**Required action 1:**
Reproduce the magazine preview word for word, everything from "Back home, the" down to "city’s most destitute.".
**Required action 2:**
Answer these questions from the magazine preview.
(a) What minimum electricity tariff increase are South Africans bracing for in April?
(b) What is the name of the free clinic that Gidon Levenbach runs?
(c) Until what date is the new edition on sale?
**Required action 3:**
According to the magazine preview, why are hundreds of people with jobs living on Hong Kong's streets?

[Quoted passage — start]

The big nuke issue: SA’s big nuclear plan in the spotlight
As South Africans grit their teeth and brace themselves for a minimum 16% electricity tariff increase in April, The Big Issue tackles the big question: Will nuclear energy lead South Africa out the dark?
“Our explosive ‘big nuke debate’ pits two experts from opposing sides against each other to debate the pros and cons of South Africa’s R1 trillion nuclear energy plan, including safety, waste, cost and why we need — or don’t need — six new nuclear plants,” explains editor, Melany Bendix.
“With Eskom warning of yet more rolling blackouts this winter, the timing of this debate is more crucial than ever,” she adds, “and it’s done in such a way that everyone can understand and join the debate.”
Another big issue addressed in the latest edition is the proposed exclusion net trial in Fish Hoek, which the City of Cape Town hopes will keep the feared Great White well away from bathers. This report examines the proposal and looks at whether one non-fatal and two fatal attacks at the beach over the past decade warrant costly shark exclusion nets. for an update on the proposed shark exclusion nets go to: http://scenicsouth.co.za//2012/09/trial-shark-exclusion-net-scheduled-for-fish-hoek-beach-in-january-2013/
Turning the focus to poverty, an exclusive photo essay shows all too vividly how Hong Kong may be one of Asia’s richest cities, yet it has the highest level of income inequality among the world’s most advanced economies. That inequality is glaringly manifested in the ever-increasing number of homeless living on the city’s streets.
“What struck me most about this photo essay,” says Bendix, “is that it is not only the jobless and destitute who are homeless. Hundreds of those with jobs are also being forced to live on Hong Kong’s affluent streets because they cannot afford to rent even the smallest rooms.”
On a lighter note, The Big Issue reveals the true stories behind Nevada’s “Extraterrestrial Highway”. This follows a recent de-gagging of the top secret Area 51 military base which, for the first time, allows retired US officials to talk about the spate of UFO sightings there.
Back home, the Agent of Change for this edition is Gidon Levenbach, a qualified acupuncturist who could be making a pretty penny charging Cape Town’s affluent for acupuncture sessions. Instead, he chooses to earn no salary from the free clinic he runs, the Flying Needle Project, where he provides free treatment to the city’s most destitute.
Another local personality featured is musician Andy Lund, who is about to release a second album with his band Andy Lund & The Mission Men. Lund, who has been playing to local audiences for 20 years, tells about his long-time passion for music, his success in The Big Apple and how — just like the musician he most reveres, Bruce Springsteen — he’s more of a journeyman than a one-hit-wonder.
NEWS, REVIEWS & MORE
The magazine also carries a jam-packed arts and entertainment section, as well as news you won’t read elsewhere. This includes a report on how South Africa is not prepared for its ageing population to double in the next 40 years. This warning is, however, not exclusive to South Africa — the World Health Organisation (WHO) has designated “ageing and health” as the key issue for this year’s World Health Day on April 7.
In happier news, Cape Town can expect a visit from Kenya’s Maasai Cricket Warriors, who have been invited to play in the Last Man Stands Twenty20 Championship in April.
“The cricket-playing warriors, clad in traditional Maasai dress, are incredible,” says Bendix. “Not only do their matches make for jaw-dropping photographs, but the story behind the team is equally awe inspiring. They actively campaign against harmful cultural practices, such as female genital mutilation, while fighting discrimination against women in Maasailand. And, through cricket, they hope to also spread awareness about HIV/Aids amongst youth.”
Expect this and a whole lot more in the new edition of The Big Issue, on sale from street vendors throughout Cape Town and some parts of Johannesburg until April 19.

[Quoted passage — finish]
[Supplied information — start]

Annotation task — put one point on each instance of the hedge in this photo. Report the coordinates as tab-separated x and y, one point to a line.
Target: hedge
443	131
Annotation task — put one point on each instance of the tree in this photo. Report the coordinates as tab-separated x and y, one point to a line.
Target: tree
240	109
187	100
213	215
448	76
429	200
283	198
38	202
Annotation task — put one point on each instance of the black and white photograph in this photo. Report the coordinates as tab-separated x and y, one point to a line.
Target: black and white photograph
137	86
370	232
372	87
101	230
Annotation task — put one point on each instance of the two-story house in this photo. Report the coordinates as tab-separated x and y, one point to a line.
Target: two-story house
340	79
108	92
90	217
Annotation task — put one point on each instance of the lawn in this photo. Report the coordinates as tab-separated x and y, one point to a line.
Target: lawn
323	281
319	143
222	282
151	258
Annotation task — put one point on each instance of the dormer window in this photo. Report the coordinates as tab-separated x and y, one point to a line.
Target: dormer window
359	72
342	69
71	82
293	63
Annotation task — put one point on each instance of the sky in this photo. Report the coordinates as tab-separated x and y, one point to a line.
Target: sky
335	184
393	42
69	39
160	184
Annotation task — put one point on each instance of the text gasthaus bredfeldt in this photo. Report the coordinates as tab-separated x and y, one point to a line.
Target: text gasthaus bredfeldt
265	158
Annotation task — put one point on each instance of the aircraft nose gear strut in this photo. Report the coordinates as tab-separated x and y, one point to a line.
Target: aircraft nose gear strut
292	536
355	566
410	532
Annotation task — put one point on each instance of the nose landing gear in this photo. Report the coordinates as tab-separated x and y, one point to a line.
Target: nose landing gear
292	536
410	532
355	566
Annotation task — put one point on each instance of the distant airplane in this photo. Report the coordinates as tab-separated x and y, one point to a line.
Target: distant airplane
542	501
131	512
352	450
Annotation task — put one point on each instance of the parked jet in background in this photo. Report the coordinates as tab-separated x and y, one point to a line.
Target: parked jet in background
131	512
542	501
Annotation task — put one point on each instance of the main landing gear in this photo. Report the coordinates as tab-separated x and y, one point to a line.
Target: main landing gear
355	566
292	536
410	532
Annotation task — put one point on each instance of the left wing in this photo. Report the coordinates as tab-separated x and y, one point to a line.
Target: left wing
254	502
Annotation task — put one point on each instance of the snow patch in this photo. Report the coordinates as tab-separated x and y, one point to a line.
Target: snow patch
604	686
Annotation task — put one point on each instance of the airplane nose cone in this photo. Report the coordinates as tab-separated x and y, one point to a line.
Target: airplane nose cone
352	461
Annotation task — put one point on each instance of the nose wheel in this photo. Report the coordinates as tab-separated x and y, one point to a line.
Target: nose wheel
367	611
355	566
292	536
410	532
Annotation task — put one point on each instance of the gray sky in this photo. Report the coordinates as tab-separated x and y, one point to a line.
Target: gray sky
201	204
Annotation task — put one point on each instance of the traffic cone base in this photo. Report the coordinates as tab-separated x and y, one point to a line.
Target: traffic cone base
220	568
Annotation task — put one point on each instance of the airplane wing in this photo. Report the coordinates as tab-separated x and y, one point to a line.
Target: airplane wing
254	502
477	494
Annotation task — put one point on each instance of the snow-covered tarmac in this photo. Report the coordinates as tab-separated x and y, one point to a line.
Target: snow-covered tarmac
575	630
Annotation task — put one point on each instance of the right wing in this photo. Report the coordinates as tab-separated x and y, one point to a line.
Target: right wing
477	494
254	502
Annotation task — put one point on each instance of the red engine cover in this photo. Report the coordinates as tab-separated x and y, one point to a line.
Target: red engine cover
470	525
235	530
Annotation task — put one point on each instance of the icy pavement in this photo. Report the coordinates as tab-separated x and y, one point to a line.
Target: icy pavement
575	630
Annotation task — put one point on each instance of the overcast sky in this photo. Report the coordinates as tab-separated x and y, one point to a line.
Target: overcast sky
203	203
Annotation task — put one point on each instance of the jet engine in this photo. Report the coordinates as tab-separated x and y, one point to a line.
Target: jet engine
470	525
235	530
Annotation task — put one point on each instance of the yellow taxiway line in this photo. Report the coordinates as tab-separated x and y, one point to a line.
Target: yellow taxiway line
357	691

[Supplied information — finish]

**Answer space 1:**
Back home, the Agent of Change for this edition is Gidon Levenbach, a qualified acupuncturist who could be making a pretty penny charging Cape Town’s affluent for acupuncture sessions. Instead, he chooses to earn no salary from the free clinic he runs, the Flying Needle Project, where he provides free treatment to the city’s most destitute.

**Answer space 2:**
(a) A minimum 16% increase.
(b) The Flying Needle Project.
(c) April 19.

**Answer space 3:**
They cannot afford to rent even the smallest rooms, so they are forced to live on the city's affluent streets despite having jobs.